Segment Start: WORKING DATA

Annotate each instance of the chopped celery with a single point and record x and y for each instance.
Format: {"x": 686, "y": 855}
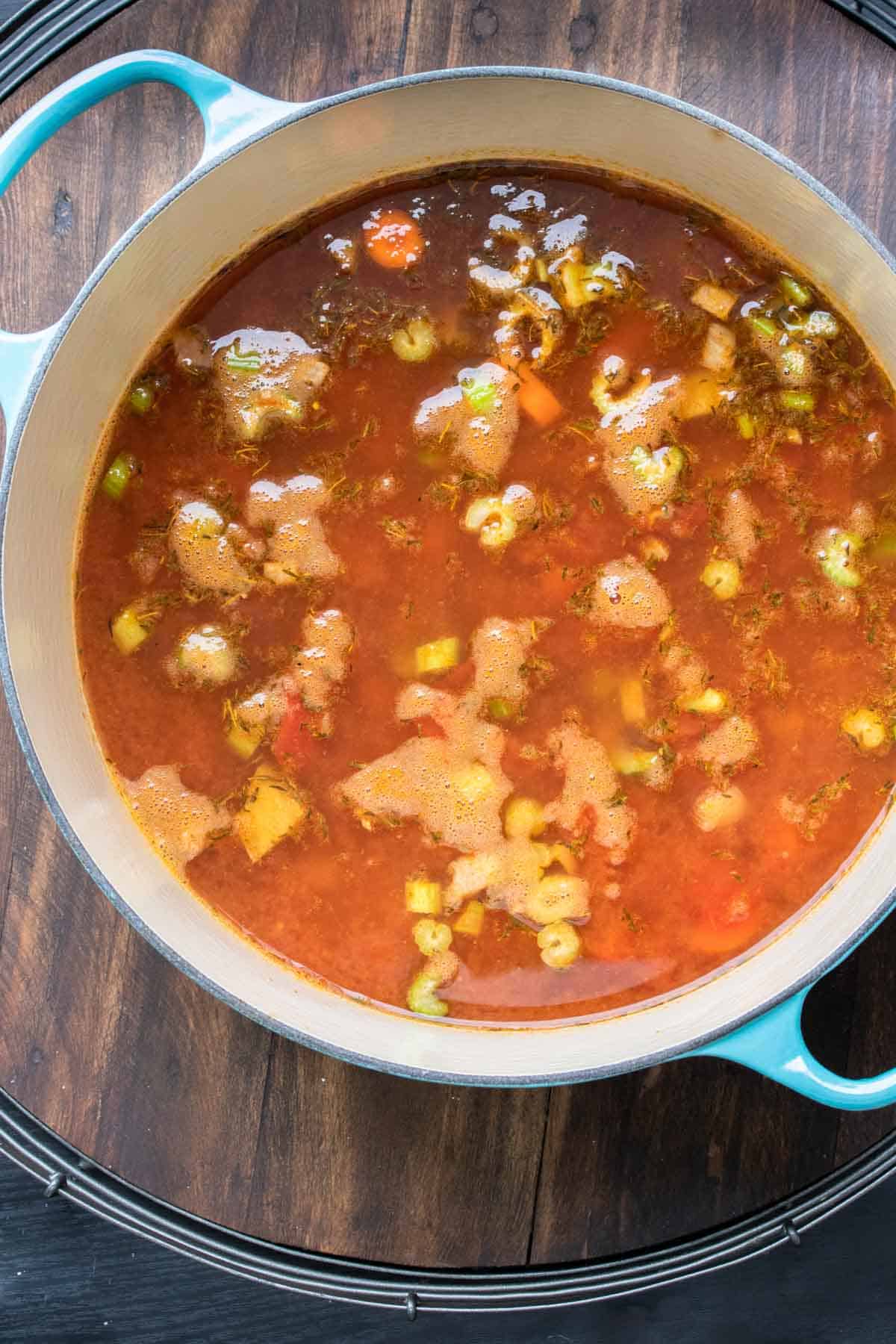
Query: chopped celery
{"x": 143, "y": 396}
{"x": 746, "y": 425}
{"x": 480, "y": 393}
{"x": 432, "y": 936}
{"x": 886, "y": 544}
{"x": 422, "y": 897}
{"x": 422, "y": 996}
{"x": 415, "y": 342}
{"x": 794, "y": 401}
{"x": 523, "y": 818}
{"x": 821, "y": 323}
{"x": 763, "y": 326}
{"x": 559, "y": 944}
{"x": 837, "y": 553}
{"x": 242, "y": 361}
{"x": 793, "y": 290}
{"x": 272, "y": 812}
{"x": 501, "y": 710}
{"x": 131, "y": 628}
{"x": 437, "y": 656}
{"x": 119, "y": 475}
{"x": 470, "y": 920}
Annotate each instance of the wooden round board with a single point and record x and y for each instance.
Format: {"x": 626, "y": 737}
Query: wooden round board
{"x": 153, "y": 1078}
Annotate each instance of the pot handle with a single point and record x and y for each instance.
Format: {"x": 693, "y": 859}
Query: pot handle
{"x": 228, "y": 112}
{"x": 774, "y": 1046}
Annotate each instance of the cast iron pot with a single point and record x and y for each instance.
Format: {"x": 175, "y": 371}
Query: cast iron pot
{"x": 265, "y": 163}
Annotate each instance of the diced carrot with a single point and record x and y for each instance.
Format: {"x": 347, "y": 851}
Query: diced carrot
{"x": 294, "y": 738}
{"x": 729, "y": 924}
{"x": 393, "y": 240}
{"x": 536, "y": 398}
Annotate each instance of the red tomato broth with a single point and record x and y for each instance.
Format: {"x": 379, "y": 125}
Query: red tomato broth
{"x": 332, "y": 900}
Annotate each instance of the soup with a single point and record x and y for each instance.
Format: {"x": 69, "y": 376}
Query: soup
{"x": 484, "y": 597}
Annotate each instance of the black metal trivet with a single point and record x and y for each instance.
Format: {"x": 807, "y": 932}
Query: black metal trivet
{"x": 63, "y": 1171}
{"x": 35, "y": 34}
{"x": 877, "y": 15}
{"x": 40, "y": 30}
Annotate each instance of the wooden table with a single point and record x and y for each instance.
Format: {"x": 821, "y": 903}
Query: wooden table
{"x": 149, "y": 1075}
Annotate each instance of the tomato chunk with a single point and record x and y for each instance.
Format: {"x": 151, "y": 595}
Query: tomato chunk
{"x": 294, "y": 738}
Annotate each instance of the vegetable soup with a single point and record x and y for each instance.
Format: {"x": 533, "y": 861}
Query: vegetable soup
{"x": 484, "y": 594}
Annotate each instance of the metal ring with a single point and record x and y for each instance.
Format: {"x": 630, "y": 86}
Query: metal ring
{"x": 40, "y": 1151}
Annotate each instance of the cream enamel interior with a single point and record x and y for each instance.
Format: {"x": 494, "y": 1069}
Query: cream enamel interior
{"x": 316, "y": 158}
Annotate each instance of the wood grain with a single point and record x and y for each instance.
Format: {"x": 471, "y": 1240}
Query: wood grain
{"x": 148, "y": 1074}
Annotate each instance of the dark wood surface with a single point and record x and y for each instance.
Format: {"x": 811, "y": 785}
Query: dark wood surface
{"x": 158, "y": 1081}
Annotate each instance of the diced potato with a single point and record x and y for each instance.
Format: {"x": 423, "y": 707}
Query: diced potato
{"x": 561, "y": 945}
{"x": 709, "y": 702}
{"x": 423, "y": 897}
{"x": 207, "y": 655}
{"x": 129, "y": 629}
{"x": 415, "y": 342}
{"x": 473, "y": 873}
{"x": 719, "y": 349}
{"x": 865, "y": 729}
{"x": 714, "y": 300}
{"x": 432, "y": 936}
{"x": 722, "y": 578}
{"x": 633, "y": 759}
{"x": 273, "y": 811}
{"x": 470, "y": 920}
{"x": 437, "y": 656}
{"x": 473, "y": 783}
{"x": 700, "y": 396}
{"x": 718, "y": 808}
{"x": 523, "y": 818}
{"x": 632, "y": 700}
{"x": 653, "y": 550}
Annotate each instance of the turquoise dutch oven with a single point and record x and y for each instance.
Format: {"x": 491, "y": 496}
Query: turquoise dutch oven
{"x": 265, "y": 163}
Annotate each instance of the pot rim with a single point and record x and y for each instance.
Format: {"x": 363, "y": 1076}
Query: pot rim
{"x": 299, "y": 112}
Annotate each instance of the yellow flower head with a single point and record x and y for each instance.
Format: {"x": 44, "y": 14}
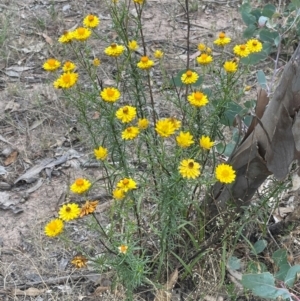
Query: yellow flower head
{"x": 197, "y": 99}
{"x": 230, "y": 66}
{"x": 206, "y": 143}
{"x": 54, "y": 227}
{"x": 165, "y": 128}
{"x": 189, "y": 77}
{"x": 81, "y": 34}
{"x": 126, "y": 114}
{"x": 110, "y": 94}
{"x": 201, "y": 47}
{"x": 126, "y": 184}
{"x": 66, "y": 80}
{"x": 130, "y": 133}
{"x": 79, "y": 261}
{"x": 133, "y": 45}
{"x": 68, "y": 66}
{"x": 114, "y": 50}
{"x": 225, "y": 173}
{"x": 88, "y": 207}
{"x": 51, "y": 65}
{"x": 145, "y": 63}
{"x": 100, "y": 153}
{"x": 158, "y": 54}
{"x": 241, "y": 50}
{"x": 222, "y": 40}
{"x": 189, "y": 169}
{"x": 80, "y": 186}
{"x": 204, "y": 59}
{"x": 91, "y": 21}
{"x": 119, "y": 194}
{"x": 66, "y": 37}
{"x": 254, "y": 45}
{"x": 123, "y": 249}
{"x": 184, "y": 139}
{"x": 68, "y": 212}
{"x": 96, "y": 62}
{"x": 143, "y": 123}
{"x": 175, "y": 122}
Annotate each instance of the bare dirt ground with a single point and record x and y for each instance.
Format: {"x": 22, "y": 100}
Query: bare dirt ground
{"x": 37, "y": 125}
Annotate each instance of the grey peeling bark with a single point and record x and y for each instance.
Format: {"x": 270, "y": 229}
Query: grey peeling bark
{"x": 271, "y": 143}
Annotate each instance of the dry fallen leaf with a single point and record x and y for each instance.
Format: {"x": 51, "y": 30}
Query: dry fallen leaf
{"x": 11, "y": 158}
{"x": 47, "y": 39}
{"x": 163, "y": 294}
{"x": 32, "y": 291}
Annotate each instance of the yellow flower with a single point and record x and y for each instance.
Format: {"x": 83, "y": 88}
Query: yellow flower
{"x": 126, "y": 114}
{"x": 91, "y": 21}
{"x": 206, "y": 143}
{"x": 225, "y": 173}
{"x": 88, "y": 207}
{"x": 130, "y": 133}
{"x": 197, "y": 99}
{"x": 254, "y": 45}
{"x": 66, "y": 37}
{"x": 189, "y": 77}
{"x": 190, "y": 169}
{"x": 114, "y": 50}
{"x": 230, "y": 66}
{"x": 68, "y": 212}
{"x": 184, "y": 139}
{"x": 81, "y": 33}
{"x": 143, "y": 123}
{"x": 158, "y": 54}
{"x": 119, "y": 194}
{"x": 66, "y": 80}
{"x": 201, "y": 47}
{"x": 126, "y": 184}
{"x": 110, "y": 94}
{"x": 175, "y": 122}
{"x": 123, "y": 249}
{"x": 68, "y": 66}
{"x": 165, "y": 128}
{"x": 54, "y": 227}
{"x": 145, "y": 63}
{"x": 204, "y": 59}
{"x": 51, "y": 65}
{"x": 133, "y": 45}
{"x": 100, "y": 153}
{"x": 80, "y": 186}
{"x": 79, "y": 261}
{"x": 222, "y": 40}
{"x": 241, "y": 50}
{"x": 96, "y": 62}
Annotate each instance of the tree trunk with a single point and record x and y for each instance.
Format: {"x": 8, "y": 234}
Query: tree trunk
{"x": 270, "y": 145}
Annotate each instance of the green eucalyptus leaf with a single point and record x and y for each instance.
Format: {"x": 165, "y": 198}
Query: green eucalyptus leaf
{"x": 280, "y": 257}
{"x": 234, "y": 263}
{"x": 281, "y": 274}
{"x": 259, "y": 246}
{"x": 263, "y": 285}
{"x": 269, "y": 10}
{"x": 291, "y": 275}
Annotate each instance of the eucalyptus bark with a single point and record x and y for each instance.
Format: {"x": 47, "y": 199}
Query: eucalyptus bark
{"x": 271, "y": 144}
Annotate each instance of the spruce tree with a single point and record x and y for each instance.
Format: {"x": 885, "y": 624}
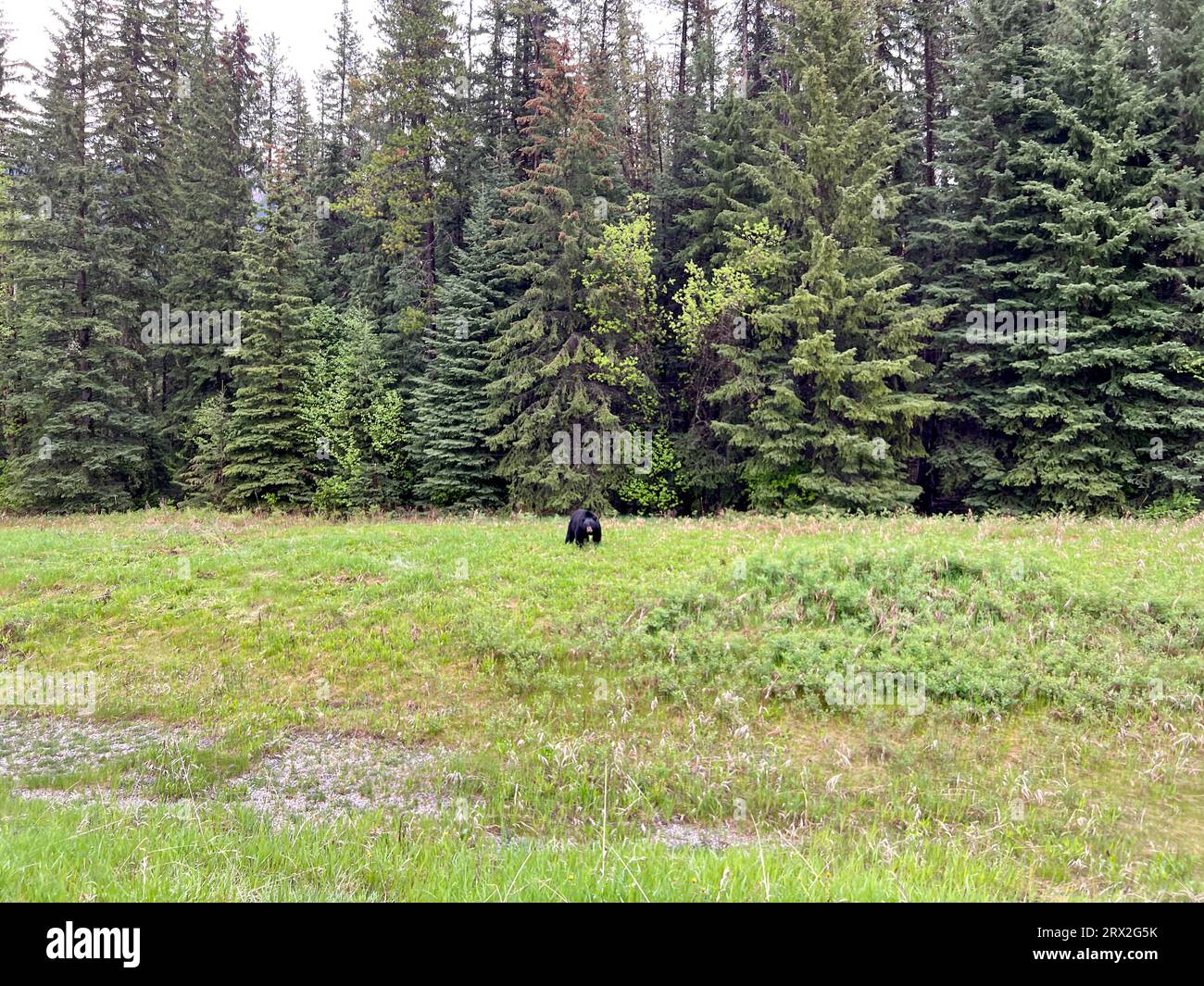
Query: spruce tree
{"x": 453, "y": 464}
{"x": 271, "y": 449}
{"x": 827, "y": 377}
{"x": 543, "y": 361}
{"x": 85, "y": 430}
{"x": 1070, "y": 211}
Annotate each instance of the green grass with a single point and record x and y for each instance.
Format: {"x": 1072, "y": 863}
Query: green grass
{"x": 677, "y": 674}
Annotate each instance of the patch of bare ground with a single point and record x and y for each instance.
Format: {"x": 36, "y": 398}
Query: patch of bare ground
{"x": 41, "y": 745}
{"x": 308, "y": 777}
{"x": 333, "y": 776}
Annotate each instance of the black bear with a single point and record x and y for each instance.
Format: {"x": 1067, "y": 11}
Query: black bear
{"x": 582, "y": 525}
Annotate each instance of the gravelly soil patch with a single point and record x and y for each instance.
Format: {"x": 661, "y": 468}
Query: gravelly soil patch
{"x": 48, "y": 745}
{"x": 337, "y": 776}
{"x": 308, "y": 778}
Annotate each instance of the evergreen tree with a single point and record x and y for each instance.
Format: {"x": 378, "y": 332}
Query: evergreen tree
{"x": 1063, "y": 212}
{"x": 452, "y": 460}
{"x": 73, "y": 333}
{"x": 271, "y": 450}
{"x": 545, "y": 360}
{"x": 827, "y": 376}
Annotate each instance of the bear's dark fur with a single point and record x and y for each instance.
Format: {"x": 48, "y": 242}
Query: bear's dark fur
{"x": 582, "y": 525}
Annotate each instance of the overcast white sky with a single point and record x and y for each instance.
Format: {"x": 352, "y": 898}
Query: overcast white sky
{"x": 301, "y": 25}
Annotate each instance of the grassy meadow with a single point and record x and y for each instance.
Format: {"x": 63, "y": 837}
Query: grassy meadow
{"x": 293, "y": 708}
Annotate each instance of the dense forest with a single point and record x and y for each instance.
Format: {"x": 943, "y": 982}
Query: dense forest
{"x": 815, "y": 255}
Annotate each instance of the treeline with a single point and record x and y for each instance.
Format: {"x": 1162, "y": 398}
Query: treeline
{"x": 853, "y": 255}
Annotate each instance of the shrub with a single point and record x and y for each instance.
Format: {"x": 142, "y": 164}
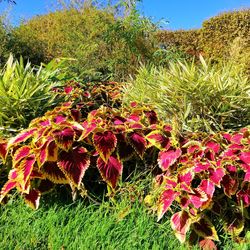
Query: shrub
{"x": 26, "y": 92}
{"x": 219, "y": 32}
{"x": 205, "y": 183}
{"x": 4, "y": 41}
{"x": 59, "y": 147}
{"x": 200, "y": 97}
{"x": 186, "y": 41}
{"x": 102, "y": 44}
{"x": 205, "y": 176}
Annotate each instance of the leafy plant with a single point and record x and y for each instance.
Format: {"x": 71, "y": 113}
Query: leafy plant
{"x": 202, "y": 97}
{"x": 103, "y": 43}
{"x": 25, "y": 91}
{"x": 206, "y": 179}
{"x": 59, "y": 148}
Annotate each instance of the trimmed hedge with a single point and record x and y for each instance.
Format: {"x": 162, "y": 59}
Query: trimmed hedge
{"x": 216, "y": 39}
{"x": 219, "y": 33}
{"x": 102, "y": 45}
{"x": 184, "y": 40}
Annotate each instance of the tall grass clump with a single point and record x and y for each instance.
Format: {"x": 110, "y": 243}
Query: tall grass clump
{"x": 199, "y": 96}
{"x": 25, "y": 91}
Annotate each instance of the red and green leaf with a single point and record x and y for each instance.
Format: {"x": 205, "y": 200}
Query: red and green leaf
{"x": 64, "y": 138}
{"x": 167, "y": 158}
{"x": 180, "y": 223}
{"x": 158, "y": 140}
{"x": 20, "y": 154}
{"x": 205, "y": 229}
{"x": 9, "y": 185}
{"x": 53, "y": 173}
{"x": 207, "y": 244}
{"x": 105, "y": 144}
{"x": 32, "y": 198}
{"x": 138, "y": 142}
{"x": 166, "y": 200}
{"x": 3, "y": 150}
{"x": 22, "y": 137}
{"x": 110, "y": 171}
{"x": 74, "y": 164}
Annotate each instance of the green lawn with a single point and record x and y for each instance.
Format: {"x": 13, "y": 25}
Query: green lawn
{"x": 64, "y": 225}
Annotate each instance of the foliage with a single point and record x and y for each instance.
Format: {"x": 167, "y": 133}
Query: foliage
{"x": 239, "y": 54}
{"x": 200, "y": 97}
{"x": 103, "y": 44}
{"x": 219, "y": 32}
{"x": 206, "y": 179}
{"x": 185, "y": 41}
{"x": 105, "y": 226}
{"x": 59, "y": 147}
{"x": 70, "y": 146}
{"x": 4, "y": 40}
{"x": 25, "y": 91}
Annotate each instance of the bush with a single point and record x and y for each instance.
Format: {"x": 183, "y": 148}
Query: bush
{"x": 205, "y": 185}
{"x": 219, "y": 32}
{"x": 186, "y": 41}
{"x": 4, "y": 41}
{"x": 103, "y": 46}
{"x": 26, "y": 92}
{"x": 200, "y": 97}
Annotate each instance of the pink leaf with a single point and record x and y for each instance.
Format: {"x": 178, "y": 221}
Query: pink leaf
{"x": 166, "y": 200}
{"x": 245, "y": 157}
{"x": 3, "y": 150}
{"x": 20, "y": 154}
{"x": 180, "y": 223}
{"x": 22, "y": 137}
{"x": 64, "y": 138}
{"x": 168, "y": 158}
{"x": 138, "y": 142}
{"x": 105, "y": 144}
{"x": 110, "y": 171}
{"x": 33, "y": 198}
{"x": 52, "y": 172}
{"x": 216, "y": 175}
{"x": 74, "y": 164}
{"x": 244, "y": 196}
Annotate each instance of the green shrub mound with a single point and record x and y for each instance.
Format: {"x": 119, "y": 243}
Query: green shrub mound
{"x": 219, "y": 32}
{"x": 101, "y": 44}
{"x": 26, "y": 91}
{"x": 203, "y": 97}
{"x": 184, "y": 40}
{"x": 201, "y": 179}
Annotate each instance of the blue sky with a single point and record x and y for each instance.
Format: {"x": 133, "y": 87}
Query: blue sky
{"x": 181, "y": 14}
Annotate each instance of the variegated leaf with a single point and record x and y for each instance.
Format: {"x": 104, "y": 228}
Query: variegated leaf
{"x": 110, "y": 171}
{"x": 74, "y": 164}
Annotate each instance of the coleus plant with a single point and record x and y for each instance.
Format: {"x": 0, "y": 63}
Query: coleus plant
{"x": 204, "y": 178}
{"x": 59, "y": 147}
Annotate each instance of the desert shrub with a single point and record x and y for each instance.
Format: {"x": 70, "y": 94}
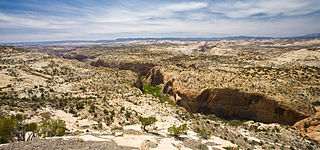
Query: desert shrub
{"x": 92, "y": 109}
{"x": 204, "y": 133}
{"x": 146, "y": 122}
{"x": 31, "y": 127}
{"x": 79, "y": 105}
{"x": 156, "y": 92}
{"x": 177, "y": 131}
{"x": 6, "y": 129}
{"x": 14, "y": 129}
{"x": 50, "y": 128}
{"x": 203, "y": 147}
{"x": 153, "y": 90}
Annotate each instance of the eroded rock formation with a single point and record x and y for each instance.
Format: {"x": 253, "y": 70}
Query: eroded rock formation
{"x": 227, "y": 103}
{"x": 140, "y": 68}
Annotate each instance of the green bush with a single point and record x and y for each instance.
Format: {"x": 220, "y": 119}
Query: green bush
{"x": 204, "y": 133}
{"x": 146, "y": 122}
{"x": 14, "y": 129}
{"x": 6, "y": 129}
{"x": 177, "y": 131}
{"x": 79, "y": 105}
{"x": 156, "y": 92}
{"x": 50, "y": 128}
{"x": 203, "y": 147}
{"x": 153, "y": 90}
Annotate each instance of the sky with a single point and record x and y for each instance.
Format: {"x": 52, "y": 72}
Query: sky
{"x": 55, "y": 20}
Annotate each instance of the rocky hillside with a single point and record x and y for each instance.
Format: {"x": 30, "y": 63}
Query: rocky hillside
{"x": 203, "y": 95}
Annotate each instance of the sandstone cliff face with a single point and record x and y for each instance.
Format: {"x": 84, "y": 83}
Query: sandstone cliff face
{"x": 228, "y": 103}
{"x": 140, "y": 68}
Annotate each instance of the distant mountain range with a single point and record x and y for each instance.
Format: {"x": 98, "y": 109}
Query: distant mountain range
{"x": 313, "y": 35}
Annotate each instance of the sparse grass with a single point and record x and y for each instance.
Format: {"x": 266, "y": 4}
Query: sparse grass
{"x": 146, "y": 122}
{"x": 177, "y": 131}
{"x": 156, "y": 92}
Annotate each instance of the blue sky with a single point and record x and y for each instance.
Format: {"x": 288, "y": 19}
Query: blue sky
{"x": 45, "y": 20}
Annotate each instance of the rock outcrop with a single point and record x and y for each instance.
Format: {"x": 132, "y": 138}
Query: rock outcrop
{"x": 140, "y": 68}
{"x": 227, "y": 103}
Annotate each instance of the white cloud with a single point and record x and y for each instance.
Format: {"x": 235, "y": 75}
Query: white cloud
{"x": 171, "y": 19}
{"x": 269, "y": 8}
{"x": 185, "y": 6}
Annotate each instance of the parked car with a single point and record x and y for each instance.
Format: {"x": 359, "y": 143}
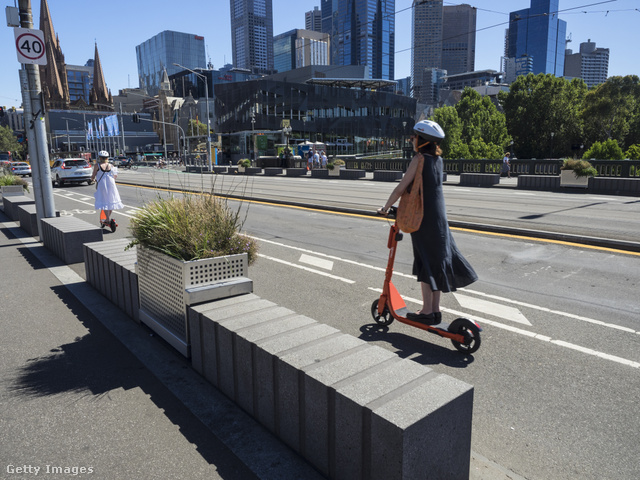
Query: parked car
{"x": 70, "y": 170}
{"x": 20, "y": 168}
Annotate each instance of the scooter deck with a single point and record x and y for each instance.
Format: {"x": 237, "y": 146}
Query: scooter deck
{"x": 402, "y": 317}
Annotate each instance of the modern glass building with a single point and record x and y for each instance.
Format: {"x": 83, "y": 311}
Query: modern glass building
{"x": 162, "y": 51}
{"x": 362, "y": 33}
{"x": 537, "y": 32}
{"x": 300, "y": 48}
{"x": 252, "y": 35}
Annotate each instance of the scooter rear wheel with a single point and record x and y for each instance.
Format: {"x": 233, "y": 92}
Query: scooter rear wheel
{"x": 382, "y": 319}
{"x": 470, "y": 332}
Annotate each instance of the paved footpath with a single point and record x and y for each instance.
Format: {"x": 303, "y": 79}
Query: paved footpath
{"x": 87, "y": 393}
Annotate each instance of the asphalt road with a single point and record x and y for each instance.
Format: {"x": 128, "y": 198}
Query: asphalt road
{"x": 556, "y": 377}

Segment End: WORKING DATA

Please reproduce the entries above exactly, from their first line to the line holding "Annotate each instance of the wooden round" inclusive, and nothing else; the pictures stay out.

Annotate each instance of the chopped celery with a single point and record x and y for each instance.
Format: {"x": 686, "y": 855}
Query: chopped celery
{"x": 143, "y": 396}
{"x": 746, "y": 425}
{"x": 480, "y": 393}
{"x": 432, "y": 936}
{"x": 886, "y": 544}
{"x": 422, "y": 897}
{"x": 422, "y": 996}
{"x": 415, "y": 342}
{"x": 794, "y": 401}
{"x": 523, "y": 818}
{"x": 821, "y": 323}
{"x": 763, "y": 326}
{"x": 559, "y": 944}
{"x": 837, "y": 553}
{"x": 242, "y": 361}
{"x": 793, "y": 290}
{"x": 272, "y": 812}
{"x": 501, "y": 710}
{"x": 131, "y": 628}
{"x": 437, "y": 656}
{"x": 119, "y": 475}
{"x": 470, "y": 920}
Annotate each instance of the wooden round board with a single point and record x and y for each instance.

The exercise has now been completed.